▸ **TEXTO EM ESTUDO**:

Em um formato de ensaio poema, o curta metragem documental “Lavra Dor” foi dirigido por Paulo Rufino, com Ana Carolina como Co-diretora e lançado em 1968. Utilizando-se de imagens em table-top, cenas de arquivo e de textos poéticos de Mário Chamie, o documentário retrata a situação dos lavradores diante da questão da reforma agrária e o desânimo e o medo provocados pelo golpe militar de 1964, que ameaçava os sindicatos rurais brasileiros. O Filme foi proibido até a Anistia, promulgada em 1979, e foi vencedor de prêmios como: Melhor filme sobre realidade nacional – Festival de Belo Horizonte, Brasil e 2º Prêmio da 1ª Mostra do Cine Latino-Americano, Mérida, Venezuela, ambos em 1968.

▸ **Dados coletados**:
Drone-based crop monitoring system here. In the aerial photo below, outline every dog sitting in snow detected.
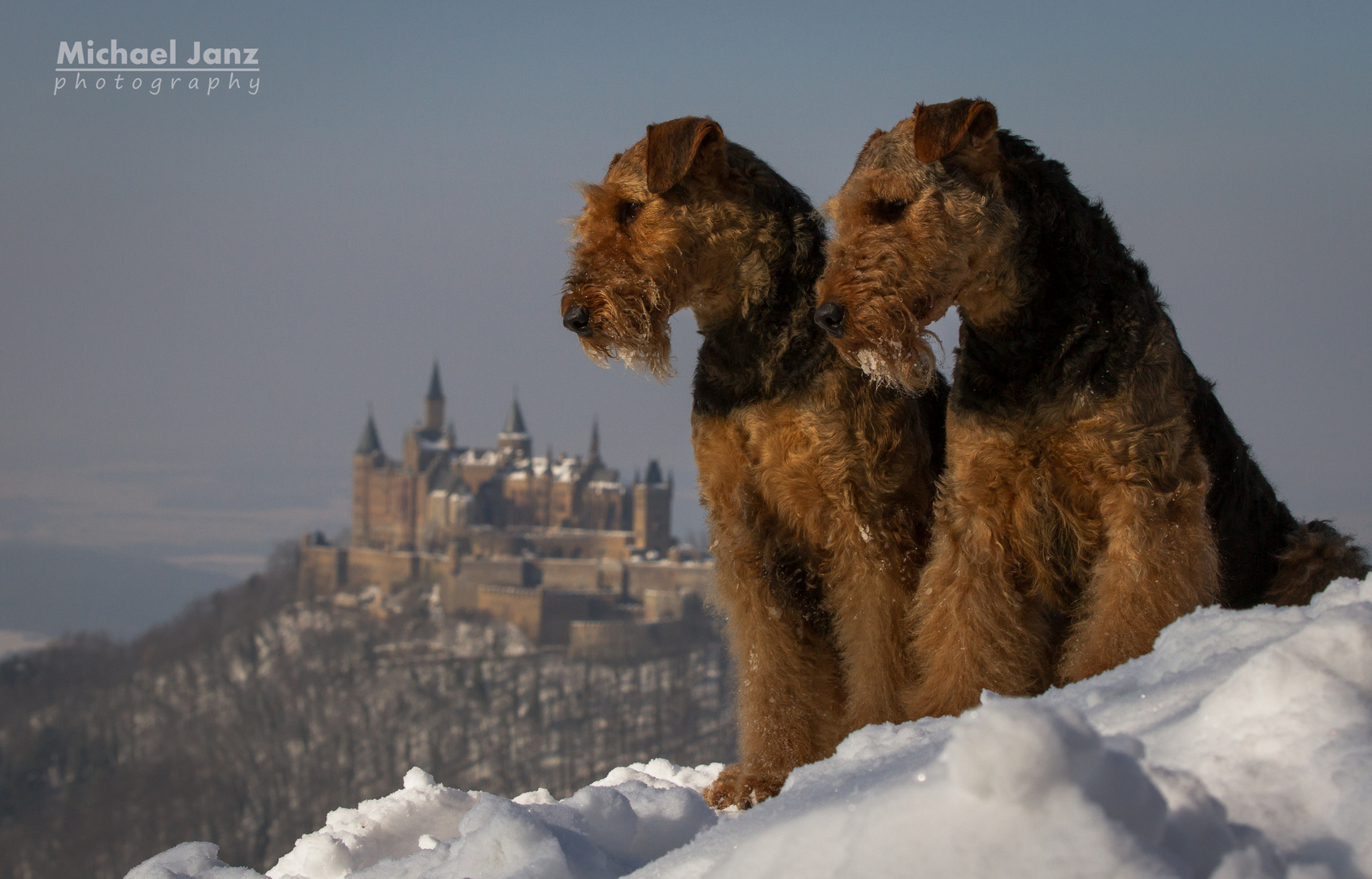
[816,98,1368,716]
[561,116,946,807]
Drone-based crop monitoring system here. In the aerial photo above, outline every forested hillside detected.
[0,549,734,879]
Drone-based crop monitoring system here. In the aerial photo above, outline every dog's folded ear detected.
[915,98,1000,164]
[648,116,726,195]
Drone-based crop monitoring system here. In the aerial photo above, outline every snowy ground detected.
[126,577,1372,879]
[0,631,52,659]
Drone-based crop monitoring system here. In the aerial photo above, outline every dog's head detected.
[815,98,1016,391]
[561,116,741,378]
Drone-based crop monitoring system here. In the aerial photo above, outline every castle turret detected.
[424,358,443,431]
[352,406,386,546]
[496,396,534,458]
[634,461,672,553]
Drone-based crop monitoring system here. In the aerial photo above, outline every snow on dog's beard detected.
[562,273,676,381]
[832,287,946,394]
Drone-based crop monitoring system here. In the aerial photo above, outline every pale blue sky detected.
[0,2,1372,581]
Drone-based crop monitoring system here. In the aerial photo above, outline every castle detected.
[352,361,672,558]
[299,362,714,654]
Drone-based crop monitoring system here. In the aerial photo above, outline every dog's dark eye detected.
[618,202,644,226]
[872,199,910,222]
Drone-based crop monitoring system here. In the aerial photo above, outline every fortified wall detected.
[299,362,714,657]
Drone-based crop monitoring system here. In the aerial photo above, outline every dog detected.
[815,98,1368,716]
[561,116,946,807]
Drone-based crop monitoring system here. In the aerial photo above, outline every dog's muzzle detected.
[815,302,844,339]
[562,306,592,339]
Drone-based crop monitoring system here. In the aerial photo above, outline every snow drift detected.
[126,577,1372,879]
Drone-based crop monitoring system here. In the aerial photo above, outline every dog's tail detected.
[1262,518,1372,606]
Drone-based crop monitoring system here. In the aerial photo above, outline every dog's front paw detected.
[704,763,786,809]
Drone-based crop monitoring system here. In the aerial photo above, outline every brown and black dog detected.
[816,98,1368,716]
[561,116,946,807]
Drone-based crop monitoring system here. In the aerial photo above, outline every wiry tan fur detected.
[818,98,1366,716]
[562,116,946,807]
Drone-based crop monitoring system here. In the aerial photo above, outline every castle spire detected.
[496,391,534,458]
[500,396,528,435]
[424,356,443,400]
[424,356,443,431]
[352,406,384,455]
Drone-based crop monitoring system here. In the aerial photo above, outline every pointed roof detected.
[424,356,443,400]
[500,396,528,433]
[354,409,382,455]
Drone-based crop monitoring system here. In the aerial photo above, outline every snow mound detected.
[126,577,1372,879]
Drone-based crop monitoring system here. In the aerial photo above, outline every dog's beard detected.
[572,280,676,381]
[845,330,942,394]
[837,300,942,394]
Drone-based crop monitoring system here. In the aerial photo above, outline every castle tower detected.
[352,406,386,546]
[424,358,443,431]
[496,396,534,458]
[634,461,672,553]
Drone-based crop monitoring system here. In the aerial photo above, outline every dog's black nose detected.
[815,302,844,339]
[562,306,592,339]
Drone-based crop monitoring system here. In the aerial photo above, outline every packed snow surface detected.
[126,577,1372,879]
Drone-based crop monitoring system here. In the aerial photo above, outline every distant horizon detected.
[0,0,1372,603]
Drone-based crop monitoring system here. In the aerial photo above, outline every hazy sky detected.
[0,2,1372,581]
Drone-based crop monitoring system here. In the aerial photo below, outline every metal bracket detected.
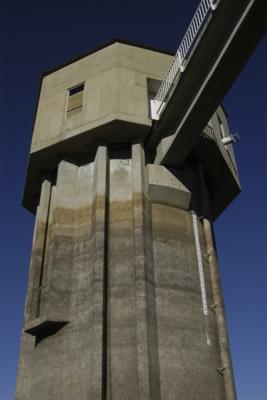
[216,367,225,376]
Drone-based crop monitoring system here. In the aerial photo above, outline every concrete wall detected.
[31,43,172,153]
[15,144,231,400]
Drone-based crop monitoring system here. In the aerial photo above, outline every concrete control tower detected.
[15,40,240,400]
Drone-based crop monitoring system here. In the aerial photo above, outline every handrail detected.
[153,0,220,119]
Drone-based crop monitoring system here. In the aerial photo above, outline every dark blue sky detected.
[0,0,267,400]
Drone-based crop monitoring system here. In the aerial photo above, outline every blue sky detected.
[0,0,267,400]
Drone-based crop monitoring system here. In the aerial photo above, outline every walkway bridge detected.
[146,0,267,168]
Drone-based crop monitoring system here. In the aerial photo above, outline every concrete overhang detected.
[192,132,241,221]
[22,119,149,213]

▸ **COMO FAZER**:
Responda com base no texto sobre o documentário “Lavra Dor”:
(a) Quem foi a codiretora do filme?
(b) De quem são os textos poéticos usados no documentário?
(c) Até quando o filme ficou proibido?

▸ **RESPOSTA ESPERADA**:
(a) Ana Carolina.
(b) De Mário Chamie.
(c) Até a Anistia, promulgada em 1979.